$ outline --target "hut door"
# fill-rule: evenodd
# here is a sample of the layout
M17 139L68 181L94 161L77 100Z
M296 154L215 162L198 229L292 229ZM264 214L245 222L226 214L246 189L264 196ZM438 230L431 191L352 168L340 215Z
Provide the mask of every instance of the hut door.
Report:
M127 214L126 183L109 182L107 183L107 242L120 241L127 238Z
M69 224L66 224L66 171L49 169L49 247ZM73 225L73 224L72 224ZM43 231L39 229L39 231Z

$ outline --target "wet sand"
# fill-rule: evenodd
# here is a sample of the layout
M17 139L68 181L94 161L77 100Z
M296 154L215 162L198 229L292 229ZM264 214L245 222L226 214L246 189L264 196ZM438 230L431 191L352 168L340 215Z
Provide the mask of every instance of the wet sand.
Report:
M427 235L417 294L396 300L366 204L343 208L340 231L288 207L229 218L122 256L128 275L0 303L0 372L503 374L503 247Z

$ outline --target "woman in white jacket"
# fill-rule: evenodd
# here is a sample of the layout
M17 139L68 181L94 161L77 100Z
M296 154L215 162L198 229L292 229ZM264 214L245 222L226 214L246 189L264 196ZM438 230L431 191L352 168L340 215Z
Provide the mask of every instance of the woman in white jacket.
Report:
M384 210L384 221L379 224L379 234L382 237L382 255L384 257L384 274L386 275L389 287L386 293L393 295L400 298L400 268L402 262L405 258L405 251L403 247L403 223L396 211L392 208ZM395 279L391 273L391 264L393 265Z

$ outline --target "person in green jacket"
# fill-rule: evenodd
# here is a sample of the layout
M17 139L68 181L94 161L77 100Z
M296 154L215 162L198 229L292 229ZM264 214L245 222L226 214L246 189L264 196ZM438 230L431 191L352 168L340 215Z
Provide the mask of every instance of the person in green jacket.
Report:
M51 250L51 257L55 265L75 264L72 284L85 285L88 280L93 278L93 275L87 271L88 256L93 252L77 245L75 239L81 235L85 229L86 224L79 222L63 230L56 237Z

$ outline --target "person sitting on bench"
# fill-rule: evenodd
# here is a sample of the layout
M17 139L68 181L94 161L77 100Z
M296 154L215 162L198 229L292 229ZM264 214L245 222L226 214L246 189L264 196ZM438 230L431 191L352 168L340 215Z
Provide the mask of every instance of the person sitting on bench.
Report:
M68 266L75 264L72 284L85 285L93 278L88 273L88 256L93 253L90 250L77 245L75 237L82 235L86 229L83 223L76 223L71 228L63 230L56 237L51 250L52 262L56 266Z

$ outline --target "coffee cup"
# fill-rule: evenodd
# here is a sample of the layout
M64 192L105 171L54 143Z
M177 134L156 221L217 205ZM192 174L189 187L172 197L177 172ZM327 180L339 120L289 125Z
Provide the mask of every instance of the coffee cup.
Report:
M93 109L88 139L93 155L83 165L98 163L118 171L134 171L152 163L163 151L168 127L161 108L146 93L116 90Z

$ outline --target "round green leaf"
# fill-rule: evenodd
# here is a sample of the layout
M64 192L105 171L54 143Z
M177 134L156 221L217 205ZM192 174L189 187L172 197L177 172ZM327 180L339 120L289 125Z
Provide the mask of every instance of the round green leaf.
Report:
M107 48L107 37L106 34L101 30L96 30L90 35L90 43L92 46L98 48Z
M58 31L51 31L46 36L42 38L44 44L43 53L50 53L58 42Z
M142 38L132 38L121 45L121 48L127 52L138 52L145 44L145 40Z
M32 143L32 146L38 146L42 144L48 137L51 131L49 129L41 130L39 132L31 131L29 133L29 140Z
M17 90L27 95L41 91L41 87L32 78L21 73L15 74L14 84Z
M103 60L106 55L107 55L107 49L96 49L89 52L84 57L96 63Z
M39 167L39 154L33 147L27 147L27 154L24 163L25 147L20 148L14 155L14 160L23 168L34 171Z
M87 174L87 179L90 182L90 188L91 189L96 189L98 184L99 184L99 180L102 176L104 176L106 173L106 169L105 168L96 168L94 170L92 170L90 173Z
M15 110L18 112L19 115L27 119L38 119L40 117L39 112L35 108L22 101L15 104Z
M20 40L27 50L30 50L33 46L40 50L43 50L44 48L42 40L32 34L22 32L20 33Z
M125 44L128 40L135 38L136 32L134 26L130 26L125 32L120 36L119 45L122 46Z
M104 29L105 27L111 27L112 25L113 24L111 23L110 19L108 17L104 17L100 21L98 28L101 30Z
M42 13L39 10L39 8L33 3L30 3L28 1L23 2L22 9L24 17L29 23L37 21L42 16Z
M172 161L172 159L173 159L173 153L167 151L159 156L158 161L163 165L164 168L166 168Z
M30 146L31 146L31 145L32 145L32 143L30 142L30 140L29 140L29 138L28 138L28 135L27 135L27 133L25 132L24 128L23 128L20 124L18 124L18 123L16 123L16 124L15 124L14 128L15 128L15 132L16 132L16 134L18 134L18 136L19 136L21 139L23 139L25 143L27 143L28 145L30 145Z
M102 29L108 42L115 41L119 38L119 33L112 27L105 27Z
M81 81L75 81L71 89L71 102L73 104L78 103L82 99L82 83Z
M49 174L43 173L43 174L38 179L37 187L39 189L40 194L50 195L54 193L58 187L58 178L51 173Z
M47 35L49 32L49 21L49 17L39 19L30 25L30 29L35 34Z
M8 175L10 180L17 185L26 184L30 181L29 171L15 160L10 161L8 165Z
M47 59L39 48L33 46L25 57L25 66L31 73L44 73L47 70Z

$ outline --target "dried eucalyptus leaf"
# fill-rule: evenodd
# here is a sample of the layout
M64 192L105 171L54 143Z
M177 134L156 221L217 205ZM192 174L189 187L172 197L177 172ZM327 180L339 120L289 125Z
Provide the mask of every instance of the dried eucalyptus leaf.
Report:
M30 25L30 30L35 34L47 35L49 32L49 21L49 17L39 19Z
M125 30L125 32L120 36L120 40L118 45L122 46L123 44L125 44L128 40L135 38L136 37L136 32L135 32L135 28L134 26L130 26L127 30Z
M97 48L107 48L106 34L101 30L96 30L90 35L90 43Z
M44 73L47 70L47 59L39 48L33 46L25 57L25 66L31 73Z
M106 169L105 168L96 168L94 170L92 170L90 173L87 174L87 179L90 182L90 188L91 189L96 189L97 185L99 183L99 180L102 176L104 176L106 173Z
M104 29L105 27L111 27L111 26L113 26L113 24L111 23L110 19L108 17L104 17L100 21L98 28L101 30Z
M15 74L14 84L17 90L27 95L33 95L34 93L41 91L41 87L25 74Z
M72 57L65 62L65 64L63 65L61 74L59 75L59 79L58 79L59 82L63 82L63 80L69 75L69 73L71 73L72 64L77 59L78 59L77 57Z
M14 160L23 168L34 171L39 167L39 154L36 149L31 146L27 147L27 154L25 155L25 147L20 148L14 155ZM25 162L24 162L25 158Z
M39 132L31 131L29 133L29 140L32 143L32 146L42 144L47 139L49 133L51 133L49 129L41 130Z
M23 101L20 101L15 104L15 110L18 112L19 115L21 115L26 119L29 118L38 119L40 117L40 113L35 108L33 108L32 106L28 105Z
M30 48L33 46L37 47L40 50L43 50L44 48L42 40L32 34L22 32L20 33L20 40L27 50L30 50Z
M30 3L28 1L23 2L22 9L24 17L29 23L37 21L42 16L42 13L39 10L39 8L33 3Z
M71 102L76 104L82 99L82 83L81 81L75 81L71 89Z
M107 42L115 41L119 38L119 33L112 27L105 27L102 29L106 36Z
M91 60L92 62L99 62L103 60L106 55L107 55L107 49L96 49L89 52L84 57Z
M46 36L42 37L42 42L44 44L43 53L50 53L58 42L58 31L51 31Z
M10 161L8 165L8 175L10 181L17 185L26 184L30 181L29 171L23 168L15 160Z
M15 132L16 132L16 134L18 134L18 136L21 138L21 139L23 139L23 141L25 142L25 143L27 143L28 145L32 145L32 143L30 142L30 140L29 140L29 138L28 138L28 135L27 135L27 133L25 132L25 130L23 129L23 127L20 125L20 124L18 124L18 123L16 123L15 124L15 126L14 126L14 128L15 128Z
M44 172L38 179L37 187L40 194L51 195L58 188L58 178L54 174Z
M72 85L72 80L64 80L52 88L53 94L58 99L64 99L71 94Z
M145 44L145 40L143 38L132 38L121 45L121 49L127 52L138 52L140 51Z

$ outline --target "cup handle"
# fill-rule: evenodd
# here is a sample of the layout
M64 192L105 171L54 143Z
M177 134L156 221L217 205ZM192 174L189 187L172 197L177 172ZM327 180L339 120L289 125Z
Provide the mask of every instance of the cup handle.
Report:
::::
### [Instructions to follow]
Could you quote, verbatim, the records from their first line through the line containing "M69 224L66 224L66", including that line?

### [Output of the exercise]
$ outline --target "hut door"
# fill-rule: evenodd
# here is a sample of the layout
M17 139L68 181L94 161L77 100Z
M296 154L215 162L198 229L292 229ZM264 214L245 222L226 214L246 189L264 196ZM438 230L431 191L352 168L340 215Z
Provide the mask of every instance of the hut door.
Report:
M127 214L126 183L109 182L107 183L107 242L120 241L127 238Z
M69 224L66 224L66 171L49 169L49 247ZM73 225L73 224L72 224ZM43 231L39 229L39 231Z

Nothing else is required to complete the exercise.